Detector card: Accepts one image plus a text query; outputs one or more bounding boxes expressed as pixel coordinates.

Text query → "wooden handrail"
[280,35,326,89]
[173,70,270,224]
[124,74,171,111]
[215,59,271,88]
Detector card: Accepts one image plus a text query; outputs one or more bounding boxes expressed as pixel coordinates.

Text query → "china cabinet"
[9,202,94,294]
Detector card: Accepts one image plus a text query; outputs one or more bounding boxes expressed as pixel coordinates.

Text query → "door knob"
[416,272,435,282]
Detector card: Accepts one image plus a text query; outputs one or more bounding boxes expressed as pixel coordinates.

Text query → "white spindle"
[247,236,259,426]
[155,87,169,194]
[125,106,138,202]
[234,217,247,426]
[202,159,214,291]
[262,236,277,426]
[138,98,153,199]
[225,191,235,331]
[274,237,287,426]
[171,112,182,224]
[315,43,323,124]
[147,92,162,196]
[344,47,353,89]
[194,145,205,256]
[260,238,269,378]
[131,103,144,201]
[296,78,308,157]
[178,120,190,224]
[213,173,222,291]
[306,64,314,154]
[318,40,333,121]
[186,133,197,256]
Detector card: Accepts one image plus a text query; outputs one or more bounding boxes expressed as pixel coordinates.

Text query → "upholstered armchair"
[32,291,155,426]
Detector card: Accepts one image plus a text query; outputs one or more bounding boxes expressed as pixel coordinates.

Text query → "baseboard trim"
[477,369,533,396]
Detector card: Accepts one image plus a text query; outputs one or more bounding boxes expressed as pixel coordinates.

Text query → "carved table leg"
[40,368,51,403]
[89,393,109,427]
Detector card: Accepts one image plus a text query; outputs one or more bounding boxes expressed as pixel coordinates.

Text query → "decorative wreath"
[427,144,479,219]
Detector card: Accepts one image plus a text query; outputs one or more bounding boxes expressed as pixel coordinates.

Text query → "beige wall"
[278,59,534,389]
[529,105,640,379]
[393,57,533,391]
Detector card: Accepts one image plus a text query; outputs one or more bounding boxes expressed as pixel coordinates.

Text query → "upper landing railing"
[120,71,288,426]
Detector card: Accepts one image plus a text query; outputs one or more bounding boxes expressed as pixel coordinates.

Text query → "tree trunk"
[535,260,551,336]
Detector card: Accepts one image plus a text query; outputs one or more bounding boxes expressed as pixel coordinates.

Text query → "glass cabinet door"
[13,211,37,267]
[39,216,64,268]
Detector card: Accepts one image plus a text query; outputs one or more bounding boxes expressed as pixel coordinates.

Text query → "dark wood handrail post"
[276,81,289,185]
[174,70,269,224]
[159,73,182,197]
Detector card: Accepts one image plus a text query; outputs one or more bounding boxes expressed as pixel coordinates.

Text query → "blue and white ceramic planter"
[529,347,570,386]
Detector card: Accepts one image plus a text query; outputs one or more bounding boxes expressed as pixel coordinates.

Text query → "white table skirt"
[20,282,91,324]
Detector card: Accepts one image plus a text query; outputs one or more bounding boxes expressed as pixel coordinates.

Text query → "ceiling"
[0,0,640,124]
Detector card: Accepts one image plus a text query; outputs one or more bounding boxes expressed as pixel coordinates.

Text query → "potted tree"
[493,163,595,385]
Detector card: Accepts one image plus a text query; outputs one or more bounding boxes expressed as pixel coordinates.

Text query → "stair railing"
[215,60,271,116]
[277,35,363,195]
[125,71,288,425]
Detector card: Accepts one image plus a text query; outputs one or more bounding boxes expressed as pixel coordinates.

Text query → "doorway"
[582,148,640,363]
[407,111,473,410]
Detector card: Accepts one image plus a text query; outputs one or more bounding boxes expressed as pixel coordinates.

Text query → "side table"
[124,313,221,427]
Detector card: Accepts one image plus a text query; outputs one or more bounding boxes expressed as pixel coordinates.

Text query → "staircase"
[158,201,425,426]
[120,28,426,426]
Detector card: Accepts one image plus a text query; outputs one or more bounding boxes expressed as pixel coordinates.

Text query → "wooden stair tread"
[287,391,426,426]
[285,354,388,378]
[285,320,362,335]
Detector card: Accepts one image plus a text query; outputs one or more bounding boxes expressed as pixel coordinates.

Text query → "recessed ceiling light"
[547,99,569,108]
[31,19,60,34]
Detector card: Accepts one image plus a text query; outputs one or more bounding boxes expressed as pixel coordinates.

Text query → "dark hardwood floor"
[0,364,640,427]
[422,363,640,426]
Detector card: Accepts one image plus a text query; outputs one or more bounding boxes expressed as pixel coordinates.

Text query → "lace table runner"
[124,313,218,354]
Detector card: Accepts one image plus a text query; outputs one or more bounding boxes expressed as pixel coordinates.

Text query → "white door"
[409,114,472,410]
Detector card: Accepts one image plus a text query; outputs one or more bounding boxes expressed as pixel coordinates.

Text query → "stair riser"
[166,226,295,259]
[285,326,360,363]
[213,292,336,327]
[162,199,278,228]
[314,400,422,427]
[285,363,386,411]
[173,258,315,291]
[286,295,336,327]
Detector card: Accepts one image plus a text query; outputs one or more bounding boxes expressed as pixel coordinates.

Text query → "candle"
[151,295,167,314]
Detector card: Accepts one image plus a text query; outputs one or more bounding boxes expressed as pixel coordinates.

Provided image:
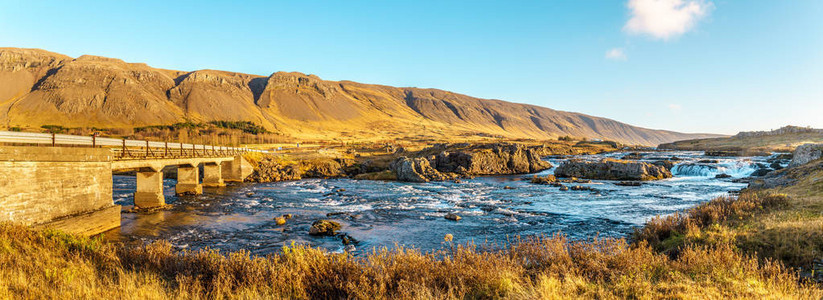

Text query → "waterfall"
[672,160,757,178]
--*--
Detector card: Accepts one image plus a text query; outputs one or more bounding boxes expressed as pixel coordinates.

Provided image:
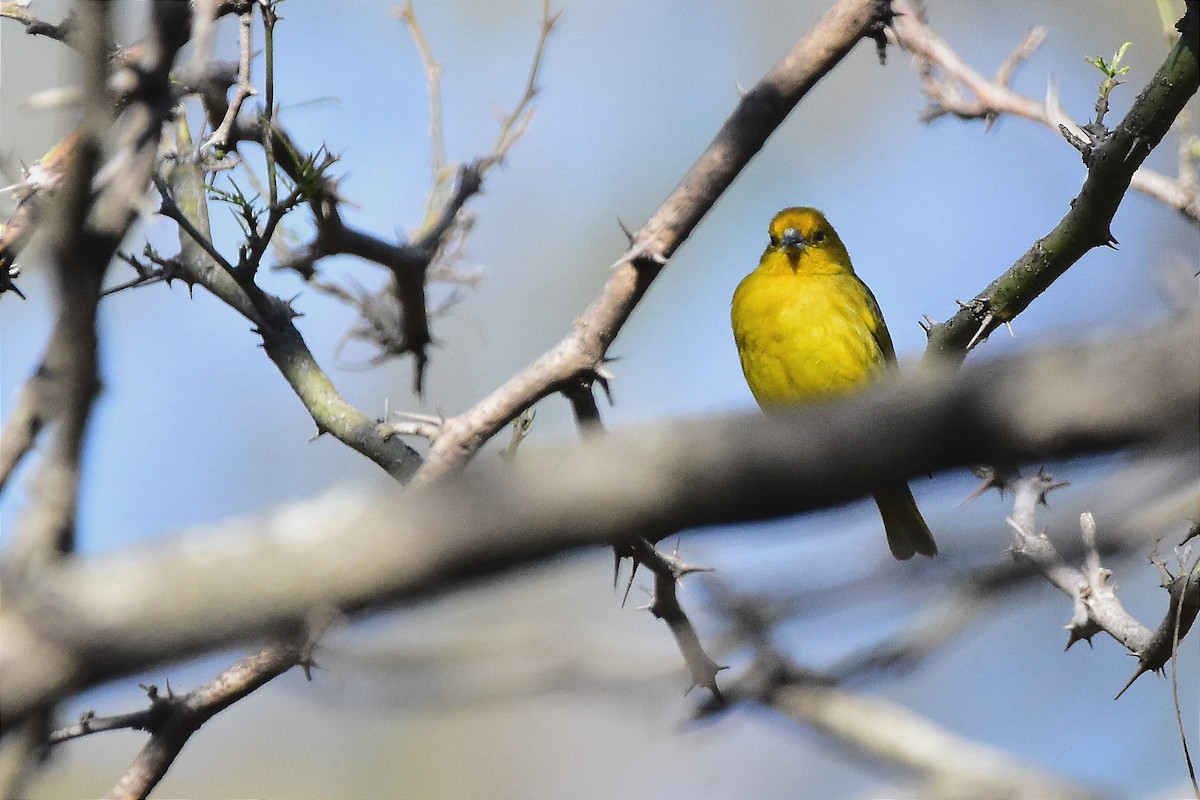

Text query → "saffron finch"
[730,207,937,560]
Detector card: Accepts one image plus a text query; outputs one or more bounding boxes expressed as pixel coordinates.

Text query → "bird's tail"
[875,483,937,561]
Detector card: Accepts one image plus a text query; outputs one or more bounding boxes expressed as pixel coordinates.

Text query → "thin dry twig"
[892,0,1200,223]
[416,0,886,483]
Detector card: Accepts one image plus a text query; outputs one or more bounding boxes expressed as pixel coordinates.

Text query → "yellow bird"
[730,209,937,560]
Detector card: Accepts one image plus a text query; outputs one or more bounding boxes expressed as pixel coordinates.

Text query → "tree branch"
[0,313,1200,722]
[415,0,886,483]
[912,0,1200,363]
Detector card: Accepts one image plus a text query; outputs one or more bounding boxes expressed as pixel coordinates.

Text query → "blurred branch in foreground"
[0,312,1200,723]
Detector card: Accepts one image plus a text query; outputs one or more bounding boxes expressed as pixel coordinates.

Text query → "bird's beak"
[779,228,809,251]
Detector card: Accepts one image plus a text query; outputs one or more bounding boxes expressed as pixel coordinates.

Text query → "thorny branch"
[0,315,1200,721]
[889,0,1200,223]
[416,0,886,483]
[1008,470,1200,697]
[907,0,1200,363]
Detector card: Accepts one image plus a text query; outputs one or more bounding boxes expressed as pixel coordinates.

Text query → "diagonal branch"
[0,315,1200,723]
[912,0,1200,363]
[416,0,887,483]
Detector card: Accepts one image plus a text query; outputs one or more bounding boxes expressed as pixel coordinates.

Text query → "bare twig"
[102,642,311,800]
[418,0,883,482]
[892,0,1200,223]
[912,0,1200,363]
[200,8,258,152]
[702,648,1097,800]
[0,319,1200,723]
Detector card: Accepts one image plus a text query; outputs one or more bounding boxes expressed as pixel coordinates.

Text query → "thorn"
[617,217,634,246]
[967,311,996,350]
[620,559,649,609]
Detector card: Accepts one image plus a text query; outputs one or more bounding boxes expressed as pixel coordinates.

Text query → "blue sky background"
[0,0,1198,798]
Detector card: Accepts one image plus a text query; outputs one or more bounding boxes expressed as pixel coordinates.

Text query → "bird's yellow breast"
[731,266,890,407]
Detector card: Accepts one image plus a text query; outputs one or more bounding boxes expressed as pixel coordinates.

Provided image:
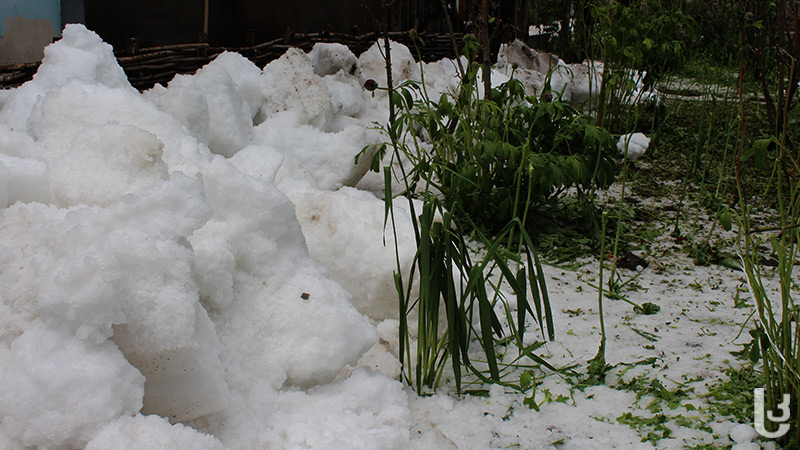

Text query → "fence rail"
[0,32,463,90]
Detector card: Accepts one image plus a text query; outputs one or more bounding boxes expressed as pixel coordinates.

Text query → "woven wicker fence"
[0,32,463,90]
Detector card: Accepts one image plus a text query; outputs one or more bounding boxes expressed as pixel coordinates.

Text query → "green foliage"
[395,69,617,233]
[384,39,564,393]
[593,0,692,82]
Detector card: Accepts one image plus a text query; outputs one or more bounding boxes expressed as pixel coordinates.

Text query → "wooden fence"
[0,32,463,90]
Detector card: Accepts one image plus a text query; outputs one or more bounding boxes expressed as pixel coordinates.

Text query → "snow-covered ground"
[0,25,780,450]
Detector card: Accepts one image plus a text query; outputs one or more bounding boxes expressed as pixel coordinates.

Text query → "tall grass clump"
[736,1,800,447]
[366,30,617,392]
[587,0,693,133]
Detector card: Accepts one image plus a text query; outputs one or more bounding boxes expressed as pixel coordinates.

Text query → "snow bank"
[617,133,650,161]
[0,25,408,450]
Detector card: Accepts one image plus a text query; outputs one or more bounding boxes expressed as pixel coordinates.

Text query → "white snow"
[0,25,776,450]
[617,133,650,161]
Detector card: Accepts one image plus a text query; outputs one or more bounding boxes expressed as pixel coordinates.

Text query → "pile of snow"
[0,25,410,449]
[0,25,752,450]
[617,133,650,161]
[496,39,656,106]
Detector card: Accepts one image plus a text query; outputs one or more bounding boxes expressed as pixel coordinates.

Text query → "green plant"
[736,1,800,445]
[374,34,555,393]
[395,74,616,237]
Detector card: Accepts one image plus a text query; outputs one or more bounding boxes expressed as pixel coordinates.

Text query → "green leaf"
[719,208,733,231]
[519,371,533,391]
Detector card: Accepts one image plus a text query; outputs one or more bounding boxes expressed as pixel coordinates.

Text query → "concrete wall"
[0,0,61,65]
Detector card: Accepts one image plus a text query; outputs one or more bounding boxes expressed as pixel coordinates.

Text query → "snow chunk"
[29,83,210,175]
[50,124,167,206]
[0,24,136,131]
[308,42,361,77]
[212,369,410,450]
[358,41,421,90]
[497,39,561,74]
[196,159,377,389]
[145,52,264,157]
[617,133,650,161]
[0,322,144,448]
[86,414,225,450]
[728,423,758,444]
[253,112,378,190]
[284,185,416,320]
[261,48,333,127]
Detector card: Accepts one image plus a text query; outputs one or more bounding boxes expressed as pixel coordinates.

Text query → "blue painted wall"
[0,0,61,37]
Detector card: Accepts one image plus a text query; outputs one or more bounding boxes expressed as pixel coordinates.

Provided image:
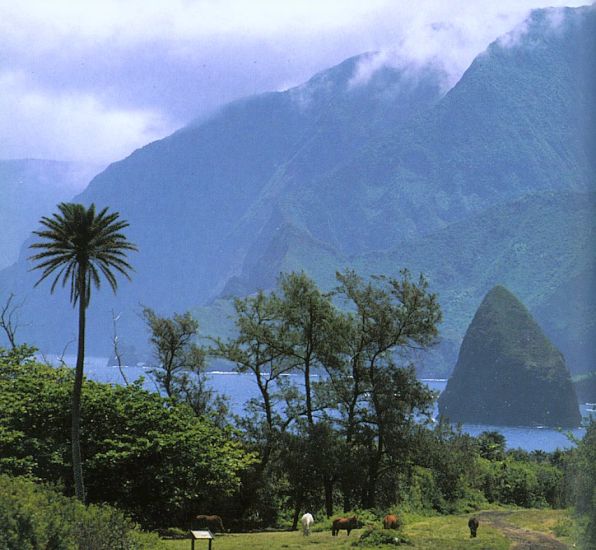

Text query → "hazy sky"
--*--
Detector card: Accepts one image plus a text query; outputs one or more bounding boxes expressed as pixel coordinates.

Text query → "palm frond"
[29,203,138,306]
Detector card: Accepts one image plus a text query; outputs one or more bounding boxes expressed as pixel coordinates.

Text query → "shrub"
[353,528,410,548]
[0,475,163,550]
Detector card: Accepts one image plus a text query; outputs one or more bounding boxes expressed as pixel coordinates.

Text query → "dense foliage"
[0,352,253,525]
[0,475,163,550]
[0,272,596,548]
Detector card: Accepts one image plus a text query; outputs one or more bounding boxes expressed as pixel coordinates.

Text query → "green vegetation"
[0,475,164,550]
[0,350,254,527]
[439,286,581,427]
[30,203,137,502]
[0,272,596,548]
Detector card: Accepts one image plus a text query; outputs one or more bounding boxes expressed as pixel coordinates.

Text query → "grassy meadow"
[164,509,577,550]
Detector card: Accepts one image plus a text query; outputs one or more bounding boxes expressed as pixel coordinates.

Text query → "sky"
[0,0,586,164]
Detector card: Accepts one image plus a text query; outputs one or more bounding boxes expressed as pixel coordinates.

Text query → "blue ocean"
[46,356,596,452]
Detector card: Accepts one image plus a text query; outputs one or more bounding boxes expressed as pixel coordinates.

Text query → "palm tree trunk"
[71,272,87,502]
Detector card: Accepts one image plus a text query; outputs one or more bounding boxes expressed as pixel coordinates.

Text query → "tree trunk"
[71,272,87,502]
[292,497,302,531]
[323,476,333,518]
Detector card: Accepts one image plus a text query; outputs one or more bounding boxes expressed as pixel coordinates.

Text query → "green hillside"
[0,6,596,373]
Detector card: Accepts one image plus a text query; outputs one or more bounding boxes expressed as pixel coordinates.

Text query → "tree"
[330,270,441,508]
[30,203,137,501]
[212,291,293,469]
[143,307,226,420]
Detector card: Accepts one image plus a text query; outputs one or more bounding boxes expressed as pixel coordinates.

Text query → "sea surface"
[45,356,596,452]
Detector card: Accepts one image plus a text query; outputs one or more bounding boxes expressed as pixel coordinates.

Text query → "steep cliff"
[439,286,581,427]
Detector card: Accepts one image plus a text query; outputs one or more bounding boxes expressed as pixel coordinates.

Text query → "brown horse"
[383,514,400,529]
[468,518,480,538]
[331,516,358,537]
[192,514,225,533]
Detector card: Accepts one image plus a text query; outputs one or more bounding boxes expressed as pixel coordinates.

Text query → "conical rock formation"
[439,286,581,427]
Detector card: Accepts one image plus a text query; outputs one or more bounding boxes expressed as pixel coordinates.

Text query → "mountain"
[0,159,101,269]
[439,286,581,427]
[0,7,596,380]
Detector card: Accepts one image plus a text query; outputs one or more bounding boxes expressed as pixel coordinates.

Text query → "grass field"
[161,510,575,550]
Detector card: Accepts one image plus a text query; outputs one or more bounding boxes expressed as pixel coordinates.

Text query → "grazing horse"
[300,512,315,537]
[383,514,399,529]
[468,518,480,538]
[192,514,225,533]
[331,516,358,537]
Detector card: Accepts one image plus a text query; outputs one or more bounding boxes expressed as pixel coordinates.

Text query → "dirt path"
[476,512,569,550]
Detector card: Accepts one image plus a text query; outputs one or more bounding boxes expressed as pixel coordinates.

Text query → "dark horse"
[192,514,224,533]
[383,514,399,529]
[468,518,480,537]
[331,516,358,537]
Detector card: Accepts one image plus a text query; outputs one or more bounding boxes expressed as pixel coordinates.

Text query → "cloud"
--*--
#### Task statement
Report how many lines of the material above contain the string "twig", giving only the number.

#### Problem solution
2